__DO THIS__: Retype nothing but the lines running from the line that contains "Confirm that each instance of the forehead" to the last line, both ends included, and skip every image.

-- RECORDS TO PROCESS start --

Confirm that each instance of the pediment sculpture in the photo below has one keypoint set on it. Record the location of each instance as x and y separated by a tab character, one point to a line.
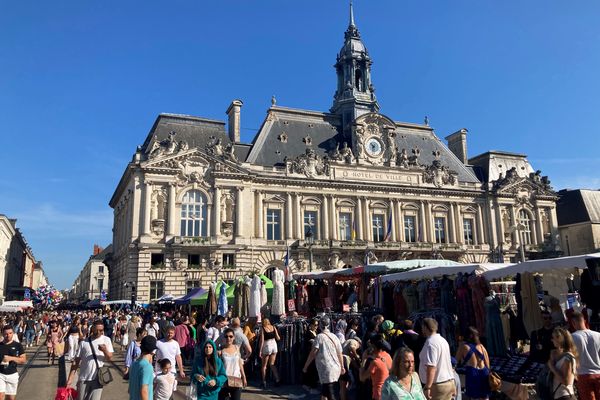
309	164
167	146
192	171
439	174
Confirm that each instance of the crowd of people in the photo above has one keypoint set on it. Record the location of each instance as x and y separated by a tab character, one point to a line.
345	359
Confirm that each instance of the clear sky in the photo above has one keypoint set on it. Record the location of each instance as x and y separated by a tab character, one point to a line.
81	83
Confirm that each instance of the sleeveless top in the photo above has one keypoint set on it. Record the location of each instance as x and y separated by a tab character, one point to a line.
269	335
559	389
232	363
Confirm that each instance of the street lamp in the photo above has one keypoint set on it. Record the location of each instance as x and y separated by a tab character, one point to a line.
519	228
310	241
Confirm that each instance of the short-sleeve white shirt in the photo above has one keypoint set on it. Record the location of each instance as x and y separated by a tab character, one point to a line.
168	350
436	353
87	365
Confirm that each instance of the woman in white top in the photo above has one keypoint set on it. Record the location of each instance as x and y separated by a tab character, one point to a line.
234	368
563	365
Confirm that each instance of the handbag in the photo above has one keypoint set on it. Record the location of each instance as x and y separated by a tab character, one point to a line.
495	381
234	381
104	375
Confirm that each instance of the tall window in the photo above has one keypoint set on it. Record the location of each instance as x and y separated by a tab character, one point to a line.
310	223
378	227
439	224
189	285
345	223
157	289
468	230
193	214
410	228
526	227
273	224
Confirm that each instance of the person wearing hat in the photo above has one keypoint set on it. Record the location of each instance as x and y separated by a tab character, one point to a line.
141	374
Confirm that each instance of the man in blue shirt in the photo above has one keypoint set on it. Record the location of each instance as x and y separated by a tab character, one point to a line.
141	374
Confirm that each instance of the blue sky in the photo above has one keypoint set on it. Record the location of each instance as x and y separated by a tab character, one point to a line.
81	83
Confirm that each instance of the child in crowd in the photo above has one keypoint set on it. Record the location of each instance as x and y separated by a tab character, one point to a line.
164	383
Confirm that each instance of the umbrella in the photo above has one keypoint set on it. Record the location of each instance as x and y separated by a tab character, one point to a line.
193	294
223	306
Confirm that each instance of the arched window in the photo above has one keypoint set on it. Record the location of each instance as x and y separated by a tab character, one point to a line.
193	214
525	227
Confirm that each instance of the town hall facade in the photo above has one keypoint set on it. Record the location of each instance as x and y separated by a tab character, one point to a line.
327	188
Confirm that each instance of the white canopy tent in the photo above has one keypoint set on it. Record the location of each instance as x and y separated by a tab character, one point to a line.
434	271
551	264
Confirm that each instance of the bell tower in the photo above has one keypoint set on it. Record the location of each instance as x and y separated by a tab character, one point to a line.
355	94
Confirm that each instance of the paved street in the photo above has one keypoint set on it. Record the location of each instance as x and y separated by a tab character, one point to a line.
39	381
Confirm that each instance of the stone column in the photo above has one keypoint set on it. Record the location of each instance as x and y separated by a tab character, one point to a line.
325	222
359	218
400	223
147	208
539	225
172	212
288	217
300	218
422	231
334	218
367	230
393	221
239	212
517	234
430	225
216	229
452	225
260	215
480	236
460	234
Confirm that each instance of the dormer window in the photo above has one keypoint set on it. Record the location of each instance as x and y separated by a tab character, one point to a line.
358	80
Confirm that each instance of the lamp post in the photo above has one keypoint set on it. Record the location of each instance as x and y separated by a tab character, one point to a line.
310	241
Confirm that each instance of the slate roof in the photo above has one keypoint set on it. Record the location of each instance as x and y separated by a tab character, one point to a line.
196	131
576	206
325	131
489	165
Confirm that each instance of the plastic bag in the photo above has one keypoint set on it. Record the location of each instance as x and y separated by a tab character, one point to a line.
66	393
191	391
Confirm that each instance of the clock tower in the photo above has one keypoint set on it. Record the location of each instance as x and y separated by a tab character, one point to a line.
355	94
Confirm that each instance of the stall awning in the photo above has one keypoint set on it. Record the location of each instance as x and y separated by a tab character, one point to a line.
437	271
193	294
550	264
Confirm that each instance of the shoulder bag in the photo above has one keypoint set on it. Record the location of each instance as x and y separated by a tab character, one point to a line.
234	381
104	375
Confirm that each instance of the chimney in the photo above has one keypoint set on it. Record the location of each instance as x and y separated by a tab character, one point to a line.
457	143
97	249
233	113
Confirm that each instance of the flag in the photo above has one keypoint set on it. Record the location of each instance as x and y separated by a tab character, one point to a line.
388	234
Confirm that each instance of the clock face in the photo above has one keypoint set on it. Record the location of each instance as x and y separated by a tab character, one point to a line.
373	147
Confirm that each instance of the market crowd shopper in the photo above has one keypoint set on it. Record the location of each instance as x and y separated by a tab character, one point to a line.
409	332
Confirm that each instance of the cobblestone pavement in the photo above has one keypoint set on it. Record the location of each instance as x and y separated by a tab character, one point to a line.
39	380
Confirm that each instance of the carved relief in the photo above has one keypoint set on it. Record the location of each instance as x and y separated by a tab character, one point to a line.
309	164
192	171
158	211
439	174
167	146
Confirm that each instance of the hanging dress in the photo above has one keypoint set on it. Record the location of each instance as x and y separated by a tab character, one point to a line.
278	301
494	329
255	304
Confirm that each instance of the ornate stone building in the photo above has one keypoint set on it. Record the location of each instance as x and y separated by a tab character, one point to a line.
195	202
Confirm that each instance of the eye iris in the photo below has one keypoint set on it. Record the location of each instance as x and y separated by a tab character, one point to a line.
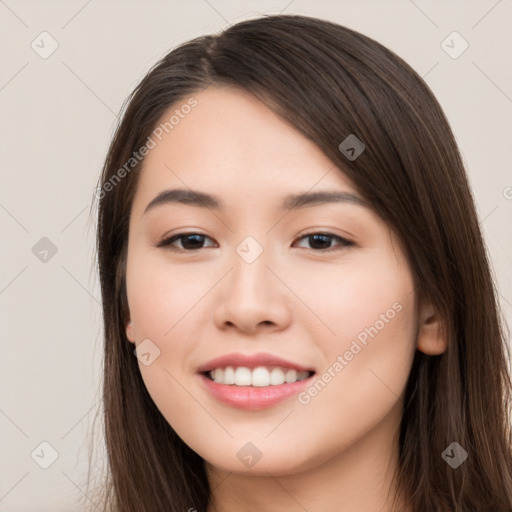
197	243
323	239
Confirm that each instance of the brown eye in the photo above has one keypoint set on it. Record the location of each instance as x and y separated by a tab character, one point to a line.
322	241
188	241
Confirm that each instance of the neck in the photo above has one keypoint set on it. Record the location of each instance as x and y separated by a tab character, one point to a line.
357	478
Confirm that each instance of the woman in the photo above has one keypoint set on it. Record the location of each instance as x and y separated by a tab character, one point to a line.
299	311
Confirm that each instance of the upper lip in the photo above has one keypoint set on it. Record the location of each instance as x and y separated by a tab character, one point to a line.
250	361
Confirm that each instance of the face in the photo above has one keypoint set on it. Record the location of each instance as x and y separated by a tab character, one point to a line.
319	286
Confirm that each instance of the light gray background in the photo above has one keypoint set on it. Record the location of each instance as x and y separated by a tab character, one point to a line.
57	118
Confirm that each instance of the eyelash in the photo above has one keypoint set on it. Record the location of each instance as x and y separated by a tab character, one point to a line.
167	242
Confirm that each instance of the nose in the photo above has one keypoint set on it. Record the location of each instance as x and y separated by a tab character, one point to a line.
252	298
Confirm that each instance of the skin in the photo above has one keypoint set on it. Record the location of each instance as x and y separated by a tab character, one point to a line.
337	452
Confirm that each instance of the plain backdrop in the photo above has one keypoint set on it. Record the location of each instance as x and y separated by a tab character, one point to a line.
58	113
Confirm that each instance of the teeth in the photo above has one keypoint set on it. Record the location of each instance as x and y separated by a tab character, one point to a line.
258	377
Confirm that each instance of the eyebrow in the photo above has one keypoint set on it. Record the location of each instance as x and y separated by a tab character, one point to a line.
291	202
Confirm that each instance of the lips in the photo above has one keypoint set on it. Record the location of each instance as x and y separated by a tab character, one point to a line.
260	395
251	361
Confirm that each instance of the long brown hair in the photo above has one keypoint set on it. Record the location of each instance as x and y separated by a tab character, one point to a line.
328	82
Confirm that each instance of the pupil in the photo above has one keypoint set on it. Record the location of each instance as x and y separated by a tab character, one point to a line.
196	244
316	238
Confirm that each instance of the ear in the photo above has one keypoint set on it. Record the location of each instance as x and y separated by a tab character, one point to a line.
431	339
129	332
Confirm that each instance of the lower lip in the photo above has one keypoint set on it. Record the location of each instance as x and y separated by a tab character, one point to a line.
253	398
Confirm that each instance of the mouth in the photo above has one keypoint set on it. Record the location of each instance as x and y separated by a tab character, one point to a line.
258	377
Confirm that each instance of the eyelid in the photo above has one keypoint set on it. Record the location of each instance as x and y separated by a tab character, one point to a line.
345	243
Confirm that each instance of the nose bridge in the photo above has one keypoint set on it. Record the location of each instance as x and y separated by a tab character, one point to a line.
251	295
250	272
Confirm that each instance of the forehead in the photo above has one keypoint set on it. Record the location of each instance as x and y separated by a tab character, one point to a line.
231	143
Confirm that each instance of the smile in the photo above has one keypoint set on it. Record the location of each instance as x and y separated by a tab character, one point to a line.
260	376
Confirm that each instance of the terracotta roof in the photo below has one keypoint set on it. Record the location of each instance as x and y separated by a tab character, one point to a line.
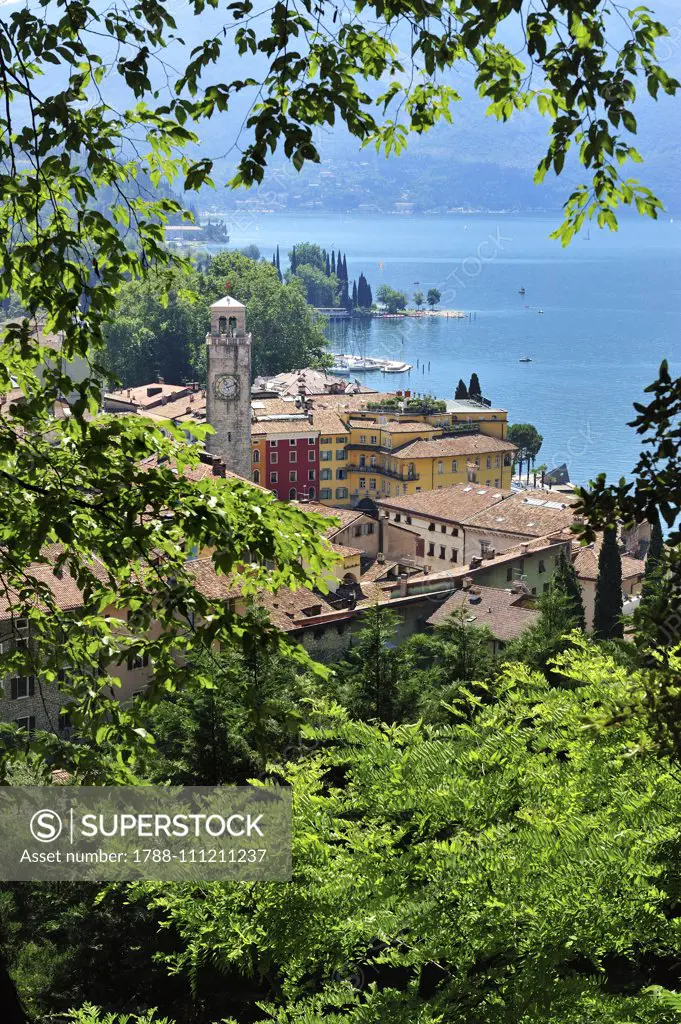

-- RECORDS TO PROCESS end --

__THE ANSWER__:
Confirm that each instance of the forehead in the photo above has one keypoint set on it. Record the location of each instance as x and y separated by a tab character, one point to a line.
231	143
Confirm that each instance of the smile in the photo above has one keypoint set on it. Record the location of each instance as x and y separated by a tab character, one point to a line.
260	376
Confirm that each instance of the terracotta roof in the photo below has one keypoint set on it. Record the location of each instance as x and y separated by a tab character, one point to a line.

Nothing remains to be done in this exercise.